-- Instructions for the task --
The required output is the exact sequence of lines from the line holding "point: the light-up" to the end of the records, inclusive.

-- Information supplied --
-*-*-

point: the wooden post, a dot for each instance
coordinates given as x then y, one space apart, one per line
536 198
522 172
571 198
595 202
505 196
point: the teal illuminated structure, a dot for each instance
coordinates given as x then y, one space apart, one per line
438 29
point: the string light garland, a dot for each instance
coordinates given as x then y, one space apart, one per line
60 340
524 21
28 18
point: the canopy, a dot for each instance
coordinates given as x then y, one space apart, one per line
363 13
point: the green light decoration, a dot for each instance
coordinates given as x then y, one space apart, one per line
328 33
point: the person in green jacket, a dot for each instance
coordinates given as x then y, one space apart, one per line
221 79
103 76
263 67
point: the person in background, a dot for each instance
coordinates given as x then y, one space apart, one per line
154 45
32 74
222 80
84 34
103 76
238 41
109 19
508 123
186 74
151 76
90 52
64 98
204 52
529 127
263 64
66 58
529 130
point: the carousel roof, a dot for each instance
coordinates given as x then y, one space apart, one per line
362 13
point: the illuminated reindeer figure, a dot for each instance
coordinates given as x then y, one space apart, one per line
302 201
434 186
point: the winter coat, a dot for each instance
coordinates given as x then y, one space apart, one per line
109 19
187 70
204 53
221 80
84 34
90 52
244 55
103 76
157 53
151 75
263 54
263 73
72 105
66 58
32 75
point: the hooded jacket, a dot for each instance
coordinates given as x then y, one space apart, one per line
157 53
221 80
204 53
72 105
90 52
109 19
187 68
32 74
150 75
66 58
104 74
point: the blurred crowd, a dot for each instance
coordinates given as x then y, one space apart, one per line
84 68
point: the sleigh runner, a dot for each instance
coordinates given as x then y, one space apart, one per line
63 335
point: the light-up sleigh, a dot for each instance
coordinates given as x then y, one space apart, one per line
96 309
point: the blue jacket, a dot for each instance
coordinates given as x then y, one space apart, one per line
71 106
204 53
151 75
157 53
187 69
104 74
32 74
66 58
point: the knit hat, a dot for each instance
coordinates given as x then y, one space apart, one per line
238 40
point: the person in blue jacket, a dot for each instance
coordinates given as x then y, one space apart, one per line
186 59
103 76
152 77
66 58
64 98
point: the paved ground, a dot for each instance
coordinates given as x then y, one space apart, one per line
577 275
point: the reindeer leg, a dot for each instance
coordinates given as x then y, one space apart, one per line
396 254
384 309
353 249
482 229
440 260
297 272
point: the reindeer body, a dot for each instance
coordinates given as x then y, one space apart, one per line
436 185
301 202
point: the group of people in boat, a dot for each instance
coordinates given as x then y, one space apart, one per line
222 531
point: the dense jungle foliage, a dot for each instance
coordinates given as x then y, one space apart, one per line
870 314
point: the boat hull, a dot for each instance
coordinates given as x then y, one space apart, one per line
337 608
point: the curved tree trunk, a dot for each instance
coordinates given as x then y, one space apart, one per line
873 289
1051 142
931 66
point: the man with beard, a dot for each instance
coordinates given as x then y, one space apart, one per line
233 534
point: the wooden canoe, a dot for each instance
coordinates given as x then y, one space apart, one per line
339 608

-*-*-

-- Correct result --
point: the light-up sleigh, a dot for each instance
coordinates given as x then y, one space apart, one per line
96 309
point: the blue jacket, a dot for each instance
coordinates given as x then y, one space apart, one per line
71 106
204 53
151 75
157 53
187 69
104 74
32 74
66 58
point: the knit hat, a dot for each instance
coordinates given as x then y, one space apart, one per line
238 40
point: the person in blue jacket, a dot for each instance
coordinates given as x then y, one space apart, one per line
186 59
103 76
152 77
66 58
64 98
point: the paved ground, a dot for each instance
coordinates given as x then y, one space apart, one per line
577 275
point: the reindeer leg, a dot for each instance
coordinates given as x then y, one space apart, one per line
396 254
384 309
353 249
482 229
440 260
297 272
point: the reindeer body, a dot for each instance
coordinates given as x then y, one space apart, one per line
436 185
301 202
point: the group of people in boat, a dot for each instance
coordinates given as x then y, one space apart, one per line
222 531
point: the dense jungle foliage, a dot for each instance
coordinates given as x then y, one space apart, one per line
870 314
point: the boat hull, a dot for each instance
coordinates given as x then y, one space apart, one per line
337 608
point: the curved tree trunk, a dot for each instance
coordinates given as x then y, one space apart, one per line
873 289
1051 142
931 66
point: the man with beard, a dot for each instance
coordinates given as x then y, one space apart, one per line
233 534
point: the wooden canoe, a dot for each instance
coordinates given as x then y, one space apart, one per line
339 608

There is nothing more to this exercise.